▶ **Source passage**:
:::
Allan Taylor died in April 1890, leaving Sophia with an estate valued at £20,000 but with a £4,000 mortgage. Sophia had not been involved in her husband's business affairs and was unprepared for the financial burden.

She sold investments and land to pay death duties and sustain the household, but the family was unable to fully maintain its comfortable lifestyle. She also sold some of their horses and carriages, and possibly reduced the number of servants, including the coachman. For the next 40 years she managed the estate, earning income from the sale of its farm produce, including vegetables, fruit, and flowers, and overseeing a flock of prize poultry that provided eggs for sale.

Taylor supported the women's franchise movement because women had the same obligations as men to obey the law and pay taxes, but she was opposed to women standing for Parliament. She joined the first committee of the Women's Franchise League's Auckland branch in 1892, and also joined the Woman's Christian Temperance Union, although she was not a prohibitionist.

Taylor translated Franz Delitzsch's 'Neuer Kommentar über die Genesis' (A New Commentary on Genesis).

In 1893, women gained suffrage in New Zealand. Taylor continued to be politically active on a range of issues, both speaking and writing, as late as the end of World War I. The positions she espoused included opposition to the single-tax movement and opposition to an initiative to hunt opossums for sport.

From 1908, she ended her earlier custom of entertaining guests at Alberton and lived quietly there with her three unmarried daughters and her son Hector until his death in 1914. In 1916, 16 acres of the estate was sold for the Mount Albert Grammar School.
:::
▶ **Data extracts**:
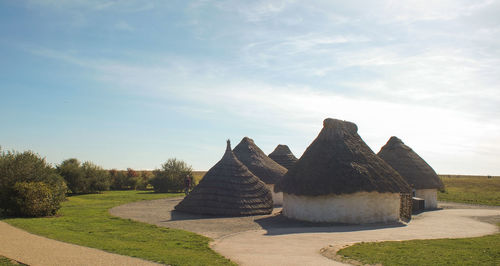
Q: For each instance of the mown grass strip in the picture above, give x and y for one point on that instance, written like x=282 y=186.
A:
x=84 y=220
x=472 y=190
x=465 y=251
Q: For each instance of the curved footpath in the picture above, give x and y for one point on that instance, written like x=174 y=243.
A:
x=276 y=240
x=35 y=250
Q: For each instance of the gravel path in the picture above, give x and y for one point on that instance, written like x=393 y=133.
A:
x=35 y=250
x=276 y=240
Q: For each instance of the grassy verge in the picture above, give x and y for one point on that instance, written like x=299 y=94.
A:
x=84 y=220
x=472 y=190
x=465 y=251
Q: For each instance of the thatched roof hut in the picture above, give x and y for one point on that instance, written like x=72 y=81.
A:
x=283 y=156
x=340 y=179
x=413 y=169
x=228 y=189
x=269 y=171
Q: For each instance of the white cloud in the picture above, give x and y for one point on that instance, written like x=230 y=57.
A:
x=407 y=69
x=123 y=26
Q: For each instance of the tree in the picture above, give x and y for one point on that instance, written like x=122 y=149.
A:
x=170 y=178
x=29 y=186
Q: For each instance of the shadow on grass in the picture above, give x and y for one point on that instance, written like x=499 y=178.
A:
x=281 y=225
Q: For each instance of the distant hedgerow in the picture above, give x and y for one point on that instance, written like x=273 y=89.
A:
x=84 y=178
x=170 y=178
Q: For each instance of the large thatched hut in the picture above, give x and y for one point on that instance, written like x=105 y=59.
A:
x=413 y=169
x=228 y=189
x=340 y=179
x=269 y=171
x=283 y=156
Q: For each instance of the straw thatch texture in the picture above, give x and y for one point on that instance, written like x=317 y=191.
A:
x=228 y=189
x=409 y=165
x=283 y=156
x=258 y=163
x=339 y=162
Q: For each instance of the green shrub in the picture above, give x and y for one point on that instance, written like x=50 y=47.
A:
x=84 y=178
x=20 y=174
x=35 y=199
x=170 y=178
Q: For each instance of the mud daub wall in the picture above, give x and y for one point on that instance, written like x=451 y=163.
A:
x=406 y=207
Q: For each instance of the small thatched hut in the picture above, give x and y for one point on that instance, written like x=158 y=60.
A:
x=413 y=169
x=283 y=156
x=269 y=171
x=340 y=179
x=228 y=189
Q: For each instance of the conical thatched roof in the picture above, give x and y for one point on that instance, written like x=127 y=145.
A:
x=258 y=163
x=228 y=189
x=283 y=156
x=339 y=162
x=409 y=165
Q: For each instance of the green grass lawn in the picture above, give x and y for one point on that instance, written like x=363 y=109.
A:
x=472 y=190
x=465 y=251
x=84 y=220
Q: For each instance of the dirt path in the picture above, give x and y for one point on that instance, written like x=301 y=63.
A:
x=275 y=240
x=36 y=250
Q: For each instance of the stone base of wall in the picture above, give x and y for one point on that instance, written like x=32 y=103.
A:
x=406 y=207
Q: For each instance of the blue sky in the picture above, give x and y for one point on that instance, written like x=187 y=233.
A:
x=133 y=83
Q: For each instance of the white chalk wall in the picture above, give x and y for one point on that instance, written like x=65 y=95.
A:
x=277 y=197
x=430 y=197
x=356 y=208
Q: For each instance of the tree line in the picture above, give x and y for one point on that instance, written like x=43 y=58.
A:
x=29 y=186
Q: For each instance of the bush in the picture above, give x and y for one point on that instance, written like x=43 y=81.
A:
x=34 y=199
x=170 y=178
x=28 y=182
x=84 y=178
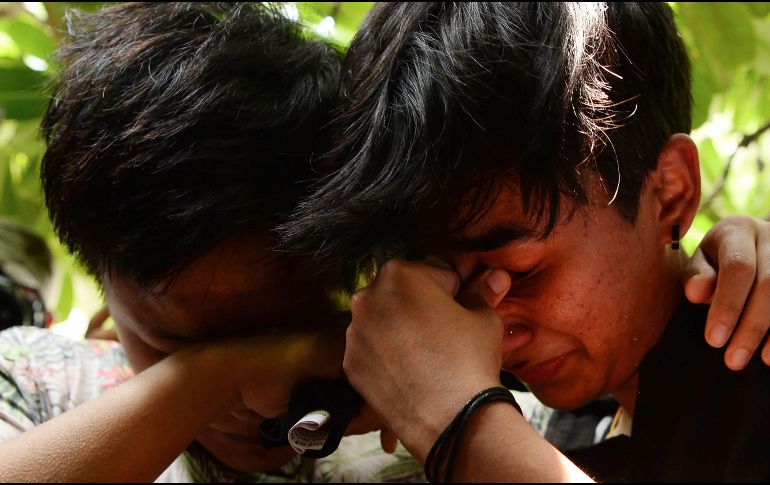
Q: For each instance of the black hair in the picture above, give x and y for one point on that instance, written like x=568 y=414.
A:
x=440 y=102
x=174 y=125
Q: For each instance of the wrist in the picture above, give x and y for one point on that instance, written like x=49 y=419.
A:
x=208 y=367
x=419 y=435
x=448 y=447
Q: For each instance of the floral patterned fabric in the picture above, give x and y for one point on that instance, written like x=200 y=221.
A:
x=43 y=375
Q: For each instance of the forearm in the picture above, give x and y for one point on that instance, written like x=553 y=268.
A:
x=131 y=433
x=498 y=445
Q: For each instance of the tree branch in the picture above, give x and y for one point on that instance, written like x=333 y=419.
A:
x=745 y=141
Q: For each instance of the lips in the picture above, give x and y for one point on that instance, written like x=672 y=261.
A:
x=538 y=373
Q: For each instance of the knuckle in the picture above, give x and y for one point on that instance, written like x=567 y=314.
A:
x=749 y=335
x=728 y=307
x=739 y=264
x=737 y=221
x=762 y=283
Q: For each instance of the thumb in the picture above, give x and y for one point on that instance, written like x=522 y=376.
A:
x=699 y=279
x=444 y=275
x=485 y=290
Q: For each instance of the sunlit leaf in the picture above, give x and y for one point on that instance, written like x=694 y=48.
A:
x=31 y=36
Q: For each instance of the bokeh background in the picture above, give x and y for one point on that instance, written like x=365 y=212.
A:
x=729 y=44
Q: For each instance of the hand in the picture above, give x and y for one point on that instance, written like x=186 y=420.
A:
x=415 y=354
x=731 y=271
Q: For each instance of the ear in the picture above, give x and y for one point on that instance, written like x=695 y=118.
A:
x=677 y=181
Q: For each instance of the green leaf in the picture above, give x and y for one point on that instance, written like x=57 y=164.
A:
x=8 y=203
x=760 y=9
x=30 y=36
x=21 y=92
x=66 y=297
x=724 y=34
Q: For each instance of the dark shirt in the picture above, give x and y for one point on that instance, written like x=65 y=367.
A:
x=695 y=420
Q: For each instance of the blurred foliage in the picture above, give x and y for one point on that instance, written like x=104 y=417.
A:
x=729 y=44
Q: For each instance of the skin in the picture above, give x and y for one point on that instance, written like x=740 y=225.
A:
x=231 y=292
x=595 y=297
x=737 y=249
x=221 y=347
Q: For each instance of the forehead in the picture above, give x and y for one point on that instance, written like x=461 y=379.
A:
x=500 y=219
x=241 y=286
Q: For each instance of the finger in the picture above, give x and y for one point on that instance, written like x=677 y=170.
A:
x=737 y=268
x=365 y=421
x=485 y=290
x=700 y=278
x=766 y=353
x=447 y=278
x=388 y=440
x=755 y=319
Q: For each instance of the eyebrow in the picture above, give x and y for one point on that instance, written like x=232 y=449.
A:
x=494 y=237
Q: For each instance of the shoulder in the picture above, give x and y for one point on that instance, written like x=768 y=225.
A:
x=43 y=375
x=695 y=419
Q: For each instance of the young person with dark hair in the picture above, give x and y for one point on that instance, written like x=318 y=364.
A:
x=540 y=149
x=178 y=136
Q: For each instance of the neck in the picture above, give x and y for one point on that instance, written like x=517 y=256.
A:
x=664 y=303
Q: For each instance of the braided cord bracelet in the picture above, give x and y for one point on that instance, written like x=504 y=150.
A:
x=447 y=444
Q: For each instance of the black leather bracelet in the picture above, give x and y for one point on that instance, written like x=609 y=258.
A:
x=447 y=444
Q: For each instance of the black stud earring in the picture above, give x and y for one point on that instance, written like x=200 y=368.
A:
x=675 y=236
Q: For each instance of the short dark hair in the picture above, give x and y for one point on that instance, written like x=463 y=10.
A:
x=439 y=100
x=174 y=125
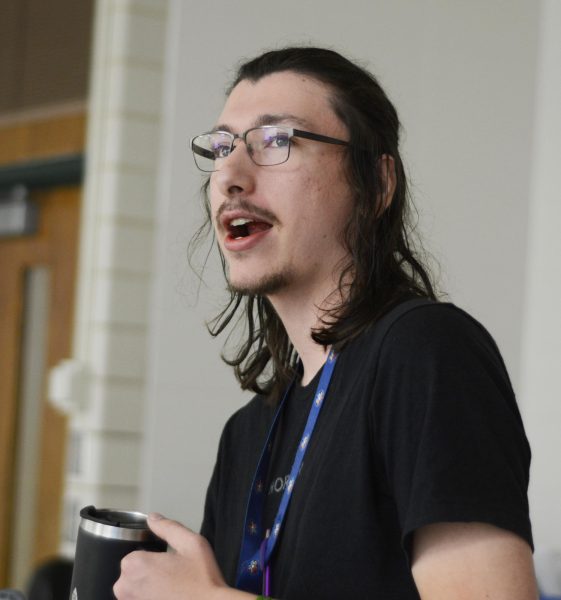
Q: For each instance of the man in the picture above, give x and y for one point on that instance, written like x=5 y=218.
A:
x=384 y=455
:::
▶ **Work request**: Copy word for word the part of the Sophia Taylor passage starting with "Taylor supported the" and going on through "not a prohibitionist.".

▶ **Answer to this exercise**:
Taylor supported the women's franchise movement because women had the same obligations as men to obey the law and pay taxes, but she was opposed to women standing for Parliament. She joined the first committee of the Women's Franchise League's Auckland branch in 1892, and also joined the Woman's Christian Temperance Union, although she was not a prohibitionist.